- **What you are asked to do**
Retype every record exactly as it appears.

- **Given records**
────────────────
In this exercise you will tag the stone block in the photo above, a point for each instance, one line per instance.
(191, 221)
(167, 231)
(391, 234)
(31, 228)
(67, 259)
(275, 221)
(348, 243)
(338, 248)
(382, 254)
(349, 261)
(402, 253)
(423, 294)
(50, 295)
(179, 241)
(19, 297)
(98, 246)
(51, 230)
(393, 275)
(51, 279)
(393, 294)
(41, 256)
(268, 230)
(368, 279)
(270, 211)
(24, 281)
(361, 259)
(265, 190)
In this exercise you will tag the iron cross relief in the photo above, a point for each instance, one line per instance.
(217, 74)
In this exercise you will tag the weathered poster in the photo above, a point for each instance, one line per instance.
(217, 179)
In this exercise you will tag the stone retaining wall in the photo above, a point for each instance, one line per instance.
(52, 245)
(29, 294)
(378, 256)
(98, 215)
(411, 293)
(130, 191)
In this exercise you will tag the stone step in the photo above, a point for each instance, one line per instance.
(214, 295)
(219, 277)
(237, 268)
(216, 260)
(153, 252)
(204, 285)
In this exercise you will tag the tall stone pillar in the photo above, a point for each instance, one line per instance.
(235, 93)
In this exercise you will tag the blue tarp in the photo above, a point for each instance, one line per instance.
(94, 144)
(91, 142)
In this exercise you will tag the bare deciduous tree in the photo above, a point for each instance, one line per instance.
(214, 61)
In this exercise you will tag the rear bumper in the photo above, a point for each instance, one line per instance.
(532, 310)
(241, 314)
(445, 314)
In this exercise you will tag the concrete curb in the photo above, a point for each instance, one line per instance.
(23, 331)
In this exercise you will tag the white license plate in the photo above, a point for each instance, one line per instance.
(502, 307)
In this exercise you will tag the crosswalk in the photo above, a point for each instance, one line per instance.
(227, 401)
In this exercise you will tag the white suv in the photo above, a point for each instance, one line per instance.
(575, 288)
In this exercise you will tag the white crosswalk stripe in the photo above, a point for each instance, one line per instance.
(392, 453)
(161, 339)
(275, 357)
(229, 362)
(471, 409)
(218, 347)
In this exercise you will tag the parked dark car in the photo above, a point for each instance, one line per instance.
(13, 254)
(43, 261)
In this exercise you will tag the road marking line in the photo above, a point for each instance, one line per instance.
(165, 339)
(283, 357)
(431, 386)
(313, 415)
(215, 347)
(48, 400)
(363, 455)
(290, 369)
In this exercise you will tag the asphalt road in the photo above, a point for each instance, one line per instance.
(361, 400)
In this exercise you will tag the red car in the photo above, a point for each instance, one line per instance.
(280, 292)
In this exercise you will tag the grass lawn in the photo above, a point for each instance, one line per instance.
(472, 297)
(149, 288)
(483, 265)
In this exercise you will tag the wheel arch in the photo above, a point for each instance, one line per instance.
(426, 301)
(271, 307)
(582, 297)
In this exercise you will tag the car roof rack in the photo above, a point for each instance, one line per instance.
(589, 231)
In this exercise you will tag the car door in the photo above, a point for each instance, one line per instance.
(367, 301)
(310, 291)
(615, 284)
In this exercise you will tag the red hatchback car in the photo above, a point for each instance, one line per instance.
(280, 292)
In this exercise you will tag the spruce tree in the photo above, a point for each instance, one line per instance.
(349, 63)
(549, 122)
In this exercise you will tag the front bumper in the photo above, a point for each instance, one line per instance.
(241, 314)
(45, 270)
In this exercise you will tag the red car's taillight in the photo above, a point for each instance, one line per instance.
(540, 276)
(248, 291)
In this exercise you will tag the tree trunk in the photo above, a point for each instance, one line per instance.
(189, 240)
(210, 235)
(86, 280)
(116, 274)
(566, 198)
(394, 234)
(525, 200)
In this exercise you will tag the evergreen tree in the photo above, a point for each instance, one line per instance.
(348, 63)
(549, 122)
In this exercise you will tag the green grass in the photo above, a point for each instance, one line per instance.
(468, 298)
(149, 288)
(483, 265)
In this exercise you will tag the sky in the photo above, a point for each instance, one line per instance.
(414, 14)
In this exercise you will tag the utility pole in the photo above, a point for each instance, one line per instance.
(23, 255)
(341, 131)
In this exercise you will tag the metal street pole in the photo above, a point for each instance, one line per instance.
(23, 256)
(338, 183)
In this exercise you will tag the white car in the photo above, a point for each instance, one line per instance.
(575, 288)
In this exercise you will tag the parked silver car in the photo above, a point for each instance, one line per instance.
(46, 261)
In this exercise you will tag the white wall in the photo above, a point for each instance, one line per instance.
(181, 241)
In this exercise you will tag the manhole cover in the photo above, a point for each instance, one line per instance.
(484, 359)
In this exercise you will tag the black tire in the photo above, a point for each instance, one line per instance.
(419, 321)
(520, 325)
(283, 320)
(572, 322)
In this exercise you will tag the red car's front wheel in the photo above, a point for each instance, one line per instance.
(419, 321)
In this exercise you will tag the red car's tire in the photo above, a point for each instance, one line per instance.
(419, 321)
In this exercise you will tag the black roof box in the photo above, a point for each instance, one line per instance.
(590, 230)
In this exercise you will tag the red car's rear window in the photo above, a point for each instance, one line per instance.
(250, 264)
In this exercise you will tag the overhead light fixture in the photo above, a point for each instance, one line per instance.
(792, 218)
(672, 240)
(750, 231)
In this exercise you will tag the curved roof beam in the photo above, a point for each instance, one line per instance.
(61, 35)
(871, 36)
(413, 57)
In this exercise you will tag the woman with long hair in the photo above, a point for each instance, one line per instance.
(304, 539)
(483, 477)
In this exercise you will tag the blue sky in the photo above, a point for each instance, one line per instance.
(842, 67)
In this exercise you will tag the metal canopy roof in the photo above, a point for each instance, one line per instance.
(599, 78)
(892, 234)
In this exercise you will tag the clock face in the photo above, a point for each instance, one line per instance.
────────────────
- **Answer for this exercise**
In this exercise you will tag the stone block in the photo above, a point for each instance, one line per instance.
(191, 221)
(167, 231)
(391, 234)
(31, 228)
(67, 259)
(275, 221)
(348, 243)
(338, 248)
(382, 254)
(349, 261)
(402, 253)
(423, 294)
(50, 295)
(179, 241)
(19, 297)
(98, 246)
(51, 230)
(393, 275)
(51, 279)
(393, 294)
(41, 256)
(268, 230)
(368, 279)
(270, 211)
(24, 281)
(361, 259)
(265, 190)
In this exercise you will tag the iron cross relief in the photo above, a point for each instance, one line per instance.
(217, 74)
In this exercise you will tag the weathered poster in the photo above, a point for each instance, one line per instance.
(217, 179)
In this exercise you will tag the stone retaining wall in the photo above, a point for each instance, one line per instance.
(52, 245)
(29, 294)
(378, 256)
(98, 215)
(411, 293)
(130, 191)
In this exercise you will tag the stone step in the photo above, a point for each instance, one line per instance.
(214, 295)
(219, 277)
(237, 268)
(216, 260)
(153, 252)
(204, 285)
In this exercise you will tag the tall stone pillar in the photo above, a point for each instance, one line per instance.
(235, 93)
In this exercise you will tag the blue tarp in the photo above, a point for each instance, one line per instance.
(94, 144)
(91, 142)
In this exercise you will tag the bare deciduous tree in the photo above, a point for each instance, one line per instance.
(214, 61)
In this exercise you will tag the rear bumper in the photo above, a point for each instance, one line per instance.
(532, 310)
(241, 314)
(445, 314)
In this exercise you will tag the concrete curb in the photo above, a point for each instance, one line per instance.
(23, 331)
In this exercise you will tag the white license plate in the photo above, a point for each instance, one line per instance.
(502, 307)
In this exercise you will tag the crosswalk in the photo above, a point for each instance, one line per instance.
(227, 401)
In this exercise you will tag the white suv in the photo above, a point for each instance, one line per instance.
(575, 288)
In this exercise you will tag the white crosswalk stripe in the photo above, a point for each instance, one line per instance.
(392, 453)
(161, 339)
(275, 357)
(229, 362)
(471, 409)
(218, 347)
In this exercise you will tag the parked dark car in the photo above, a point for each instance, one line per instance.
(13, 254)
(43, 261)
In this exercise you will tag the road marking line in the photo above, a point for each instance, one line per instance.
(165, 339)
(283, 357)
(431, 386)
(313, 415)
(215, 347)
(48, 400)
(363, 455)
(290, 369)
In this exercise you will tag the asphalt road in the photo above, a point for each instance, one line per instance.
(361, 400)
In this exercise you will tag the red car in the photo above, a point for each instance, one line per instance.
(280, 292)
In this exercise you will tag the grass lawn in the photo above, a point for each instance, one line per instance.
(472, 297)
(149, 288)
(483, 265)
In this exercise you will tag the wheel arch in the photo above, a point for each instance, one line per instance.
(426, 301)
(271, 307)
(582, 297)
In this exercise you will tag the car roof rack in the photo above, a point for each instance, one line per instance.
(589, 231)
In this exercise you will tag the car door in the photo above, a point for each instance, one line per instance.
(367, 301)
(310, 291)
(615, 284)
In this exercise you will tag the red hatchback car in the photo above, a point for each instance, one line per instance.
(280, 292)
In this exercise you will tag the spruce tree in the photo above, a point for each instance, one line per instance.
(349, 63)
(549, 122)
In this exercise you will tag the front bumper in the photo above, a point for each instance, one line per instance.
(241, 314)
(45, 270)
In this exercise you will tag the red car's taillight in the photo above, a point for each instance, one line per instance.
(540, 276)
(248, 291)
In this exercise you will tag the tree trunk in the photo above, a point for each instance, one line per instance.
(189, 240)
(210, 235)
(86, 280)
(116, 274)
(566, 198)
(394, 234)
(525, 200)
In this exercise you will tag the evergreen tree in the photo above, a point for each instance, one line per instance.
(348, 63)
(549, 122)
In this exercise you will tag the green grass in the photo above, a point for each instance, one line per instance.
(468, 298)
(149, 288)
(483, 265)
In this exercise you will tag the sky in the photo above, a point for each instance, one line per instance.
(414, 14)
In this exercise you will tag the utility pole in the photo above, a point for each instance, one line per instance.
(23, 255)
(341, 131)
In this exercise you will tag the metal street pole in the photo above, a point for each instance, one line per instance.
(23, 256)
(338, 183)
In this exercise you will tag the white car in the photo above, a point for each instance, one line per instance.
(575, 288)
In this exercise you will tag the parked silver car in the photo above, a point for each instance, one line per instance.
(46, 261)
In this exercise you will tag the white wall in the photo above, a point for each instance, one line per instance.
(181, 241)
In this exercise you will tag the manhole cover in the photo above, a point for each instance, one line per instance.
(484, 359)
In this exercise you will tag the black tire in the photo above, a point for each instance, one line per instance.
(419, 321)
(520, 325)
(283, 320)
(572, 322)
In this exercise you will tag the red car's front wheel in the photo above, a point for each instance, one line per instance.
(419, 321)
In this exercise you will tag the red car's tire in the photo above, a point for each instance, one line per instance.
(419, 321)
In this exercise you will tag the black roof box in the photo above, a point for each instance, one line per instance.
(590, 230)
In this exercise you will tag the red car's rear window in the photo above, a point for each instance, one line per instance.
(250, 264)
In this exercise you will tag the overhead light fixture in the photo above, a point for each instance, one line per instance.
(792, 218)
(672, 240)
(750, 231)
In this exercise you will tag the curved roof beam in the photo above, a point for each instance, one line per instance.
(61, 35)
(871, 36)
(413, 57)
In this exercise you will tag the woman with long hair in the photo above, a point for each instance, one line per instance.
(304, 539)
(483, 477)
In this exercise you will tag the blue sky in the photo above, a point for each instance, one line per instance.
(842, 67)
In this exercise you will tag the metal canopy roof in the photo above, a point for each instance, one line per instance.
(599, 78)
(892, 234)
In this exercise you will tag the clock face in the photo above, a point for each instance, one line per instance.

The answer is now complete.